** start **

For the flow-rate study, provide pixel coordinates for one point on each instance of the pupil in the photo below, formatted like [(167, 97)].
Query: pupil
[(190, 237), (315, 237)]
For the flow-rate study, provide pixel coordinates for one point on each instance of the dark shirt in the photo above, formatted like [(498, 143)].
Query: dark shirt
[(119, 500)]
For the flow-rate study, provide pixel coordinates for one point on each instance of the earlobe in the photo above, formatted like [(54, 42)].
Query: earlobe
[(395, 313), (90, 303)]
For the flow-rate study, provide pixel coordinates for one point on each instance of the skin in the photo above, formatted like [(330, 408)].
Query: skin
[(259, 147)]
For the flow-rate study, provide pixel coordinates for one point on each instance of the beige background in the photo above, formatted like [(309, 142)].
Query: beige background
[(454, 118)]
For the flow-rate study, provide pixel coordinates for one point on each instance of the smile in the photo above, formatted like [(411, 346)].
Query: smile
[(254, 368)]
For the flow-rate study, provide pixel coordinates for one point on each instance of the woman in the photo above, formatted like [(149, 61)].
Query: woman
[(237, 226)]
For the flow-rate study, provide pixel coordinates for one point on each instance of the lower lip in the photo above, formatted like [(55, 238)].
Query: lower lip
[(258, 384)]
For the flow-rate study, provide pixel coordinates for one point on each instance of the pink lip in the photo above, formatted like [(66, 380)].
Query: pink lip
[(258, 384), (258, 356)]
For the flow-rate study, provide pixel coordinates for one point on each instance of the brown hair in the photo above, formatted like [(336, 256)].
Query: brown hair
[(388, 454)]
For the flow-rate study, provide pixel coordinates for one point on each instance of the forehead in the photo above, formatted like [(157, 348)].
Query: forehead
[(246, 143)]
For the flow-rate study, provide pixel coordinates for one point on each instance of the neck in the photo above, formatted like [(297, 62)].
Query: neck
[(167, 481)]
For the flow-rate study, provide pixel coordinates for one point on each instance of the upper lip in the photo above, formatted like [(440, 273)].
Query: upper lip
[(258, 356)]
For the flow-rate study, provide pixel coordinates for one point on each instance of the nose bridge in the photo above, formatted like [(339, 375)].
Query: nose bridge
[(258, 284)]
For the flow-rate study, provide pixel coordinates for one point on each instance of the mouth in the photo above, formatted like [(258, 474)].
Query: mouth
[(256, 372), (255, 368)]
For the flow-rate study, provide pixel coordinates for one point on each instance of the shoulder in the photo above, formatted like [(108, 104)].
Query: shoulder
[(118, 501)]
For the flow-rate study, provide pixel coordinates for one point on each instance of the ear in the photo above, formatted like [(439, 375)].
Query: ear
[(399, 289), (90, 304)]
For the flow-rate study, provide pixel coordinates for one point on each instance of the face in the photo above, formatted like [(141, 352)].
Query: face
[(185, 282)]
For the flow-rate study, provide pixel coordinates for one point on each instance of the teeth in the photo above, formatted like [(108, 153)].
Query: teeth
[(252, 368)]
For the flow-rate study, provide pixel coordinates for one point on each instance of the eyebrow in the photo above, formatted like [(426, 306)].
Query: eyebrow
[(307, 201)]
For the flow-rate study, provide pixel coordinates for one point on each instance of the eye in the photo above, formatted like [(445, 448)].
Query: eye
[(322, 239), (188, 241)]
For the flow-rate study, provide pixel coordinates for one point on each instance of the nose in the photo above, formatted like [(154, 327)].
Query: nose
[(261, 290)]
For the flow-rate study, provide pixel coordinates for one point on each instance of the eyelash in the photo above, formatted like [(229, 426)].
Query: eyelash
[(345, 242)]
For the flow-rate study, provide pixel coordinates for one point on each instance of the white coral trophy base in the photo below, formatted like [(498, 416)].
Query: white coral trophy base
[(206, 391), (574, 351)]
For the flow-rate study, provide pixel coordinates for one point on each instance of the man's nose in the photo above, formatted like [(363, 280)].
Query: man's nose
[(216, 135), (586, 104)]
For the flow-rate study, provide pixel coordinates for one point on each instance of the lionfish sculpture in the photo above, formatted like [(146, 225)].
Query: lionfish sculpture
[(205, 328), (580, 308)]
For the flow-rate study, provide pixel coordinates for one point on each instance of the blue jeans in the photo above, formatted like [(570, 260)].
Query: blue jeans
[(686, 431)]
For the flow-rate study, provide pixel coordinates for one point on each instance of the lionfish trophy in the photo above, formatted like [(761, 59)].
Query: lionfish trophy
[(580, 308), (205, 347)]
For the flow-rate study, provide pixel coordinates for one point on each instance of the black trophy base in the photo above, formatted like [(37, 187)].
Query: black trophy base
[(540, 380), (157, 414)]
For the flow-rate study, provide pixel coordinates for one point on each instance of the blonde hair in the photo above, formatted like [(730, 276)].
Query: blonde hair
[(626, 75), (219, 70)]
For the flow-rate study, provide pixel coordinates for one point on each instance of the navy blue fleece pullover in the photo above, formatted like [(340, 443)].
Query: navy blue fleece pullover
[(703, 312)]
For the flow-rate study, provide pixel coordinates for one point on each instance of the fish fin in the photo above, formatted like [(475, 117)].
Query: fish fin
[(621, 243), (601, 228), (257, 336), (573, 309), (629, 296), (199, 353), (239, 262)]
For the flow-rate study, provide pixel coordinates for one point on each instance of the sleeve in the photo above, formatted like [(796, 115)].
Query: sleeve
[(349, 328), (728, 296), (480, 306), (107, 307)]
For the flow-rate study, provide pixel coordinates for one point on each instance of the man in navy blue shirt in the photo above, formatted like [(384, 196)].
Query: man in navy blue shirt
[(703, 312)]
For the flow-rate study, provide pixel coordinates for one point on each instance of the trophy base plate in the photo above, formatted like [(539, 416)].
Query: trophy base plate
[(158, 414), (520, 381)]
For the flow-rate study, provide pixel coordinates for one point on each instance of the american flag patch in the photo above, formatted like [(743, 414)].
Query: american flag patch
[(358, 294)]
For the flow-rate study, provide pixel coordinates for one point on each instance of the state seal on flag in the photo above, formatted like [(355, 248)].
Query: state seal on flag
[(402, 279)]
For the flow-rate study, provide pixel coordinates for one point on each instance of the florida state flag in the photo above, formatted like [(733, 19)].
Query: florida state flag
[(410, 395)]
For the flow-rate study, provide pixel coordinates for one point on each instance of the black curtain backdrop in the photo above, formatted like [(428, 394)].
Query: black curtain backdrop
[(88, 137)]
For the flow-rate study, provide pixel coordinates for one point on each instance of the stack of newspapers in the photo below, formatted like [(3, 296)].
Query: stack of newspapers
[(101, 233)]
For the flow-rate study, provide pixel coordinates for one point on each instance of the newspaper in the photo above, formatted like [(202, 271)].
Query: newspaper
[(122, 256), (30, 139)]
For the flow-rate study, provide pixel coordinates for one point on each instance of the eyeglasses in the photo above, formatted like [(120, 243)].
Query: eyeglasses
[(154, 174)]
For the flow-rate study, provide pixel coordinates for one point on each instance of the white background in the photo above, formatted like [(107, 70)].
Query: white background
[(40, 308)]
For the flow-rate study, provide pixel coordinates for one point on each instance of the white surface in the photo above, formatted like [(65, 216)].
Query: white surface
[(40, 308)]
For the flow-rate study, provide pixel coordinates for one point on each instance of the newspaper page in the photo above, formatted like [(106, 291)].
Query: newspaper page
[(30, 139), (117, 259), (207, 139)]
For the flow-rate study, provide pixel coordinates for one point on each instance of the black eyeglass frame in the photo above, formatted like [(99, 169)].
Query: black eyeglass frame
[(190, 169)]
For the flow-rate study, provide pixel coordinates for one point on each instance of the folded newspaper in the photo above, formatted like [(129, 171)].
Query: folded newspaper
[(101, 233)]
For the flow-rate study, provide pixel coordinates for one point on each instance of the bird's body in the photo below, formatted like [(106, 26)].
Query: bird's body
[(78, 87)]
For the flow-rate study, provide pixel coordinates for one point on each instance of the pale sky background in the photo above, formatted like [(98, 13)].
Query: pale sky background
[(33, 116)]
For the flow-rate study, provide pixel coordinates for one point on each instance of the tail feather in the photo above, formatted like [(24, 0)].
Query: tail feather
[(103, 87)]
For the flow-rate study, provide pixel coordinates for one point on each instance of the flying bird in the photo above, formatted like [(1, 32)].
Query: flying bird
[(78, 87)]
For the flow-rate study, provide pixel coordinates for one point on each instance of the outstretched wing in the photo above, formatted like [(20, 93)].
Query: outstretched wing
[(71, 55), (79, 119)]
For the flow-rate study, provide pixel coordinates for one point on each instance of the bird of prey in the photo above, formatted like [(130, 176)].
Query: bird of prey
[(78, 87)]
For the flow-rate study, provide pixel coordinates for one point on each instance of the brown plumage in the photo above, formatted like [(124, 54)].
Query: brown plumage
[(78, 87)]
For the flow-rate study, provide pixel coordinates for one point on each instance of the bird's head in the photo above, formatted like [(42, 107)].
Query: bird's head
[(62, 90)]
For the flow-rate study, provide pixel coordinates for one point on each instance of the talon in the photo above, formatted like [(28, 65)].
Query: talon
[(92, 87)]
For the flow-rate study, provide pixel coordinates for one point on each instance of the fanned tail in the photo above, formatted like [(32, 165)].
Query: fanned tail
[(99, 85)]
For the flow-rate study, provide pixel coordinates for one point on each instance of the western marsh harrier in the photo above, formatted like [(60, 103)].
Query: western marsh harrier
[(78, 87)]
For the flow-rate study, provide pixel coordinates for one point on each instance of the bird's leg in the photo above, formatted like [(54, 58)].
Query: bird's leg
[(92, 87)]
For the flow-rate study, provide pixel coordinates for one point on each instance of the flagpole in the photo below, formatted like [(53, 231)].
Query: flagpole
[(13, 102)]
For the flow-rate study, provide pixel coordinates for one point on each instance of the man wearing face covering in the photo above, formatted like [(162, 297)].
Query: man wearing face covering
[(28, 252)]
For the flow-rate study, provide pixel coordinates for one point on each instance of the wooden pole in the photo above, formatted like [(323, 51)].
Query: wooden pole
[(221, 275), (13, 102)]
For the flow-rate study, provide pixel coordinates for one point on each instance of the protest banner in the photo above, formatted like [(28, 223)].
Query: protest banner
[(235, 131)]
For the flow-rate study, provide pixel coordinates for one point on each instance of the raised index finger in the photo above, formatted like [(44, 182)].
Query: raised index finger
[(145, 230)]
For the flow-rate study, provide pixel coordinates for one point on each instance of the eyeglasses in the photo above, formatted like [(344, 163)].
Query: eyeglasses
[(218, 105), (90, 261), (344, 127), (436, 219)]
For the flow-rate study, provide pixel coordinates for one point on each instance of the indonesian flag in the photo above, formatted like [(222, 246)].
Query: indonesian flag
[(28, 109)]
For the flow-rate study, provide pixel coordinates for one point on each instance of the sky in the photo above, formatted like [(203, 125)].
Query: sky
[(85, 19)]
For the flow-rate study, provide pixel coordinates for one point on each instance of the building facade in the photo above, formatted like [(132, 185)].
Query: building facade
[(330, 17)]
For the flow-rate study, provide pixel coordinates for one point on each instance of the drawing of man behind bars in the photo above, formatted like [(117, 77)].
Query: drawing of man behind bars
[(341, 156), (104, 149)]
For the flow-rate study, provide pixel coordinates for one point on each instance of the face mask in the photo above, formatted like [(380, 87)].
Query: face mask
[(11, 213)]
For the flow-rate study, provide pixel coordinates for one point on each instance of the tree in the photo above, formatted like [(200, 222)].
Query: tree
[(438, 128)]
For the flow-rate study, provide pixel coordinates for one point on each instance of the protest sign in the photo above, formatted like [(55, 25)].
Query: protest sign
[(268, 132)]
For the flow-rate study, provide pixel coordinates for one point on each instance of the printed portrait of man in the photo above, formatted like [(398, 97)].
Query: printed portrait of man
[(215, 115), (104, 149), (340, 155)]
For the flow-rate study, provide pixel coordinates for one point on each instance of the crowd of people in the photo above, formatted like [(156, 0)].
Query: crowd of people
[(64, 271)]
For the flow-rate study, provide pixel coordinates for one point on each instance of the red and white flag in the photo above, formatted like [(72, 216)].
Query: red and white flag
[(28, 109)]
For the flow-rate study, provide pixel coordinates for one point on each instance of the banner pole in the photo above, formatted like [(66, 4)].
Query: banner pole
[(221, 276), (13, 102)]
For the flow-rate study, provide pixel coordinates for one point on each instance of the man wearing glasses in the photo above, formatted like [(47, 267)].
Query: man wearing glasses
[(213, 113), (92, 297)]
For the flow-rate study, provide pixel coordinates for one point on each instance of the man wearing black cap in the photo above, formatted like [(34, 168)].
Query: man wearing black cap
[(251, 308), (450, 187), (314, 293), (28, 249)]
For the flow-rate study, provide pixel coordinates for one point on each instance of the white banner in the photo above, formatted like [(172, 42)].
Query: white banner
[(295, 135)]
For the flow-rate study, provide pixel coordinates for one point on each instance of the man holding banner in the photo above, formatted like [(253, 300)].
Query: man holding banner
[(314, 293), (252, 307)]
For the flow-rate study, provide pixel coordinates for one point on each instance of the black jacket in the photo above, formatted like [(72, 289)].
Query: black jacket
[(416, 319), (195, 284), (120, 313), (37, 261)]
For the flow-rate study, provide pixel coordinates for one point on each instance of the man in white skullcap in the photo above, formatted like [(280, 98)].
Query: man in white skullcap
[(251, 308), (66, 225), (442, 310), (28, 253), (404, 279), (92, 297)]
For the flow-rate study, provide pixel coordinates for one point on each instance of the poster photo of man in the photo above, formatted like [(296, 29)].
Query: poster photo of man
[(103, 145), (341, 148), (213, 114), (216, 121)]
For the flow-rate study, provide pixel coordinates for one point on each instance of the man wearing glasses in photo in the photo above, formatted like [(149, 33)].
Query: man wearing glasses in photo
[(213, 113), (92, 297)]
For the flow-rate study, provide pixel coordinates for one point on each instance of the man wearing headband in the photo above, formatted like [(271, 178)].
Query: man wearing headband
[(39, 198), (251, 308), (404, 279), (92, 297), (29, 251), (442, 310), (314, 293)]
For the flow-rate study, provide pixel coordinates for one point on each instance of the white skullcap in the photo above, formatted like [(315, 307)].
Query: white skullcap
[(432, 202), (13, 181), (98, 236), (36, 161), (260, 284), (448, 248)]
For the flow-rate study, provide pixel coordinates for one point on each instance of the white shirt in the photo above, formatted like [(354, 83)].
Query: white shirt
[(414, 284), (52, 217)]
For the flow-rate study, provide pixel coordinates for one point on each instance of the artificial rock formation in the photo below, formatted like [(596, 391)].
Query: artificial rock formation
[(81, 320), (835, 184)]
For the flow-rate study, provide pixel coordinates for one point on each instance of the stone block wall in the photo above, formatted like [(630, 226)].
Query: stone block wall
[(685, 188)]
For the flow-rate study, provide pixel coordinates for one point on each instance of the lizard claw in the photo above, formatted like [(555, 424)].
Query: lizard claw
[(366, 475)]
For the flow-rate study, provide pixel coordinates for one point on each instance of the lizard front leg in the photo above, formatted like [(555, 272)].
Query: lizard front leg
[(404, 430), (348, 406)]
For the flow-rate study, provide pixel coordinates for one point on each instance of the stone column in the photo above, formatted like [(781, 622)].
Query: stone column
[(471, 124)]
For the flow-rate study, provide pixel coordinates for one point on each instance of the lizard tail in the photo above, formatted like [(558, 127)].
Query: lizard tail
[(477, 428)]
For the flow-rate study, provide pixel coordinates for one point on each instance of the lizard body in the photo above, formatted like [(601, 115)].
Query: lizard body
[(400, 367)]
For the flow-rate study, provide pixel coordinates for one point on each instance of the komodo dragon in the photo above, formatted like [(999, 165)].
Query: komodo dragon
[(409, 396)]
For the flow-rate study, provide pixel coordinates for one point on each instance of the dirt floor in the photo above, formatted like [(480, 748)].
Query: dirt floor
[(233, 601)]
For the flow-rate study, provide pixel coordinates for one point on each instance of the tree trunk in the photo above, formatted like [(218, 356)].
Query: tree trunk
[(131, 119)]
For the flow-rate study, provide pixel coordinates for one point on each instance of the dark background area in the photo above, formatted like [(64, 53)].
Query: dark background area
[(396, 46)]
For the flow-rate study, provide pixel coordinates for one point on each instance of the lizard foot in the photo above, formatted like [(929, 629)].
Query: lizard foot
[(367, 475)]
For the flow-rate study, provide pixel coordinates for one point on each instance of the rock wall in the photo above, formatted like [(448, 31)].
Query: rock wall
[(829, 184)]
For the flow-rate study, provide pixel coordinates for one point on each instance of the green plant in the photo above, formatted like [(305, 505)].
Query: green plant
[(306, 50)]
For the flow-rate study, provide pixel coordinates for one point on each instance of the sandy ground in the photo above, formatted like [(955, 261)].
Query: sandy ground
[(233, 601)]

** end **

* **Task prompt**
Copy the listing verbatim from its first line to the line with "[(167, 481)]", including both of those lines.

* **Worked solution**
For the flow-rate study, provide pixel coordinates for one point on each instance of the pupil in the photo below, formatted like [(167, 97)].
Query: pupil
[(190, 237), (315, 237)]
For the flow-rate study, provide pixel coordinates for one point on each instance of the dark shirt in the photo above, formatted like [(498, 143)].
Query: dark shirt
[(119, 500)]
For the flow-rate study, provide pixel coordinates for one point on each instance of the earlobe in the photo above, formatted like [(54, 42)].
Query: earlobe
[(395, 313), (90, 303)]
For the flow-rate study, provide pixel coordinates for one point on each instance of the skin in the photo above, formatted like [(330, 408)].
Query: skin
[(259, 147)]
For the flow-rate study, provide pixel coordinates for one point on each instance of the beige background in the photo above, formatted like [(309, 142)].
Query: beige background
[(454, 118)]
For the flow-rate study, provide pixel coordinates for one point on each instance of the smile in the photo above, formatted like [(411, 346)].
Query: smile
[(254, 368)]
For the flow-rate study, provide pixel coordinates for one point on each instance of the woman in the photo above, formatted like [(149, 61)].
Query: woman
[(237, 226)]
For the flow-rate study, provide pixel coordinates for one point on each instance of the lower lip in the photo above, formatted like [(55, 238)].
Query: lower lip
[(258, 384)]
For the flow-rate study, provide pixel coordinates for one point on each instance of the pink lip in the photo above, formatted like [(66, 380)].
Query: pink lip
[(258, 384), (258, 356)]
For the flow-rate study, provide pixel coordinates for one point on each instance of the brown hair in the photo above, formatted like [(336, 256)].
Query: brown hair
[(388, 454)]
For the flow-rate study, provide pixel coordinates for one point on each instance of the forehead in the photo above, formatted like [(157, 348)].
Query: forehead
[(246, 143)]
For the flow-rate study, provide pixel coordinates for one point on each instance of the neck in the photo above, formatted like [(297, 62)].
Query: neck
[(167, 481)]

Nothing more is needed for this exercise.